▸ Goal
Below are entries to be transcribed exactly; exclude the pictures from the copy.
--- START OF Stored data ---
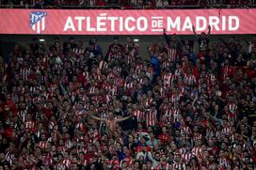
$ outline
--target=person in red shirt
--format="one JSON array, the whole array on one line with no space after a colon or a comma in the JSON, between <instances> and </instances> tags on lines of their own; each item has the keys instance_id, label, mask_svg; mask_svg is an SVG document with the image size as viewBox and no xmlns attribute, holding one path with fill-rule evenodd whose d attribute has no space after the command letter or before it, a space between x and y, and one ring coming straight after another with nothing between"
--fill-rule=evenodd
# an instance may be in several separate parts
<instances>
[{"instance_id":1,"label":"person in red shirt","mask_svg":"<svg viewBox=\"0 0 256 170\"><path fill-rule=\"evenodd\" d=\"M166 126L163 126L162 128L162 133L158 135L158 139L161 140L162 144L168 144L170 140L170 136L168 132L168 128Z\"/></svg>"}]
</instances>

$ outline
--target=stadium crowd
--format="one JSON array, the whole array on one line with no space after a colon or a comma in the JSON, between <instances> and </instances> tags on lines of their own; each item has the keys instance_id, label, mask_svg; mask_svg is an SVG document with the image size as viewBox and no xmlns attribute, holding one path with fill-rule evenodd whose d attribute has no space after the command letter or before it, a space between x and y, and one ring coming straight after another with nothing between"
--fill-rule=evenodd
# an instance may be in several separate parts
<instances>
[{"instance_id":1,"label":"stadium crowd","mask_svg":"<svg viewBox=\"0 0 256 170\"><path fill-rule=\"evenodd\" d=\"M61 8L79 7L120 7L122 8L244 8L254 5L253 0L0 0L7 8ZM69 7L70 6L70 7ZM5 7L5 6L3 6Z\"/></svg>"},{"instance_id":2,"label":"stadium crowd","mask_svg":"<svg viewBox=\"0 0 256 170\"><path fill-rule=\"evenodd\" d=\"M130 36L105 54L96 38L15 45L0 57L0 169L255 169L256 38L210 31L164 31L143 57Z\"/></svg>"}]
</instances>

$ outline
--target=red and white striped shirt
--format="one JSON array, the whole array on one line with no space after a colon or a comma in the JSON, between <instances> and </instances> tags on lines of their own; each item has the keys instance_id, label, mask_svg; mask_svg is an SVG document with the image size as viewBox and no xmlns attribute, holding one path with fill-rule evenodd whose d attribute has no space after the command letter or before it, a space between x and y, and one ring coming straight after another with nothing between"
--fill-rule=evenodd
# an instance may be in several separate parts
<instances>
[{"instance_id":1,"label":"red and white striped shirt","mask_svg":"<svg viewBox=\"0 0 256 170\"><path fill-rule=\"evenodd\" d=\"M172 85L173 80L174 80L174 75L171 73L165 74L163 76L164 80L164 86L165 87L170 87Z\"/></svg>"},{"instance_id":2,"label":"red and white striped shirt","mask_svg":"<svg viewBox=\"0 0 256 170\"><path fill-rule=\"evenodd\" d=\"M156 110L150 110L146 115L146 125L147 127L149 126L153 126L157 122L156 115L157 111Z\"/></svg>"},{"instance_id":3,"label":"red and white striped shirt","mask_svg":"<svg viewBox=\"0 0 256 170\"><path fill-rule=\"evenodd\" d=\"M140 110L136 110L134 112L134 116L136 116L137 122L142 122L144 118L144 113Z\"/></svg>"}]
</instances>

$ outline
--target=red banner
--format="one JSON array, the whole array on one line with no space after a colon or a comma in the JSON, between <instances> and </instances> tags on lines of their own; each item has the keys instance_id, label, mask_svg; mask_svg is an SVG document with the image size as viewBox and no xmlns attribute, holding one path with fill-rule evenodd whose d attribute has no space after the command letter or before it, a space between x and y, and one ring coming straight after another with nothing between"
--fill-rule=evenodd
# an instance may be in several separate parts
<instances>
[{"instance_id":1,"label":"red banner","mask_svg":"<svg viewBox=\"0 0 256 170\"><path fill-rule=\"evenodd\" d=\"M53 10L0 9L0 34L161 35L256 34L256 9Z\"/></svg>"}]
</instances>

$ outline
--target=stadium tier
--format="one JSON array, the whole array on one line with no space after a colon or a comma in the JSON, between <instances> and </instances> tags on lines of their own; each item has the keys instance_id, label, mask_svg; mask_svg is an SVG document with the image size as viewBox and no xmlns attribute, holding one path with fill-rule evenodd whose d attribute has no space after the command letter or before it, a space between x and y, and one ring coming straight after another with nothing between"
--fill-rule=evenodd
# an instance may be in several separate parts
<instances>
[{"instance_id":1,"label":"stadium tier","mask_svg":"<svg viewBox=\"0 0 256 170\"><path fill-rule=\"evenodd\" d=\"M0 2L0 169L256 169L254 2Z\"/></svg>"}]
</instances>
--- END OF Stored data ---
▸ Solution for this task
$ outline
--target=person in red shirt
--format="one JSON array, the whole array on one line with no space after a colon or a comma in the JSON, between <instances> and </instances> tags on lines of their own; each item has the keys instance_id, label, mask_svg; mask_svg is an SVG document with the image size as viewBox and no xmlns attribute, holding one path with fill-rule evenodd whose d attribute has no space after the command letter or before it, a space between x and y, and one ring coming straight after another with nothing between"
--fill-rule=evenodd
# an instance may be in several separate parts
<instances>
[{"instance_id":1,"label":"person in red shirt","mask_svg":"<svg viewBox=\"0 0 256 170\"><path fill-rule=\"evenodd\" d=\"M166 126L163 126L162 128L162 133L158 135L158 139L161 140L162 144L168 144L170 140L170 136L168 132L168 128Z\"/></svg>"}]
</instances>

$ outline
--target=stadium crowd
--format="one JSON array, the whole array on one line with no space after a colon or a comma in the JSON, between <instances> and </instances> tags on lines of their own; each item has the keys instance_id, label, mask_svg; mask_svg is an SVG document with the image size as viewBox and no xmlns attribute, holding one path with fill-rule evenodd whose d attribute has no space after the command letter or before it, a space between x and y, and one ring coming straight after another with nothing between"
--fill-rule=evenodd
# an instance may be in several separate parts
<instances>
[{"instance_id":1,"label":"stadium crowd","mask_svg":"<svg viewBox=\"0 0 256 170\"><path fill-rule=\"evenodd\" d=\"M61 8L79 7L120 7L122 8L244 8L254 5L253 0L0 0L7 8ZM69 7L70 6L70 7ZM5 7L5 6L3 6Z\"/></svg>"},{"instance_id":2,"label":"stadium crowd","mask_svg":"<svg viewBox=\"0 0 256 170\"><path fill-rule=\"evenodd\" d=\"M130 36L105 54L96 38L15 45L0 57L0 169L255 169L256 38L210 31L164 31L143 57Z\"/></svg>"}]
</instances>

$ outline
--target=red and white striped shirt
--format="one JSON array, the whole array on one line with no space after a colon or a comma in the JSON, between <instances> and </instances> tags on lines of their own; each item has the keys instance_id, label, mask_svg; mask_svg is an SVG document with the image size as viewBox and no xmlns attribute, holding one path with fill-rule evenodd whose d attribute has no space after the command letter or before it, a space between x and y, and one ring coming straight after another with nothing between"
--fill-rule=evenodd
# an instance may be in several separate parts
<instances>
[{"instance_id":1,"label":"red and white striped shirt","mask_svg":"<svg viewBox=\"0 0 256 170\"><path fill-rule=\"evenodd\" d=\"M172 85L173 80L174 80L174 75L171 73L165 74L163 76L164 80L164 86L165 87L170 87Z\"/></svg>"},{"instance_id":2,"label":"red and white striped shirt","mask_svg":"<svg viewBox=\"0 0 256 170\"><path fill-rule=\"evenodd\" d=\"M156 110L150 110L146 115L146 125L147 127L149 126L153 126L157 122L156 115L157 111Z\"/></svg>"},{"instance_id":3,"label":"red and white striped shirt","mask_svg":"<svg viewBox=\"0 0 256 170\"><path fill-rule=\"evenodd\" d=\"M140 110L136 110L134 112L134 116L136 116L137 122L142 122L144 118L144 113Z\"/></svg>"}]
</instances>

$ outline
--target=red banner
--format="one JSON array, the whole array on one line with no space after a colon or a comma in the JSON, between <instances> and </instances> tags on lines of their own; each item has the keys instance_id, label, mask_svg; mask_svg is an SVG document with the image size as viewBox and no xmlns attribute, holding one path with fill-rule evenodd whose d attribute has no space after the command letter or before it, a space between x and y, and one ring coming straight after another with nothing between"
--fill-rule=evenodd
# an instance may be in several separate parts
<instances>
[{"instance_id":1,"label":"red banner","mask_svg":"<svg viewBox=\"0 0 256 170\"><path fill-rule=\"evenodd\" d=\"M53 10L0 9L0 34L161 35L256 34L256 9Z\"/></svg>"}]
</instances>

$ outline
--target=stadium tier
--format="one JSON array, the whole array on one line with no space after a colon or a comma in the JSON, between <instances> and </instances> tags on lines of their own; each item has the keys instance_id, label, mask_svg; mask_svg is an SVG document with the image size as viewBox and no xmlns attribute, holding one path with fill-rule evenodd whose d attribute has no space after the command letter or before it, a space between x and y, and one ring coming straight after another with nothing between"
--fill-rule=evenodd
# an instance may be in several separate parts
<instances>
[{"instance_id":1,"label":"stadium tier","mask_svg":"<svg viewBox=\"0 0 256 170\"><path fill-rule=\"evenodd\" d=\"M0 2L0 169L256 169L254 2Z\"/></svg>"}]
</instances>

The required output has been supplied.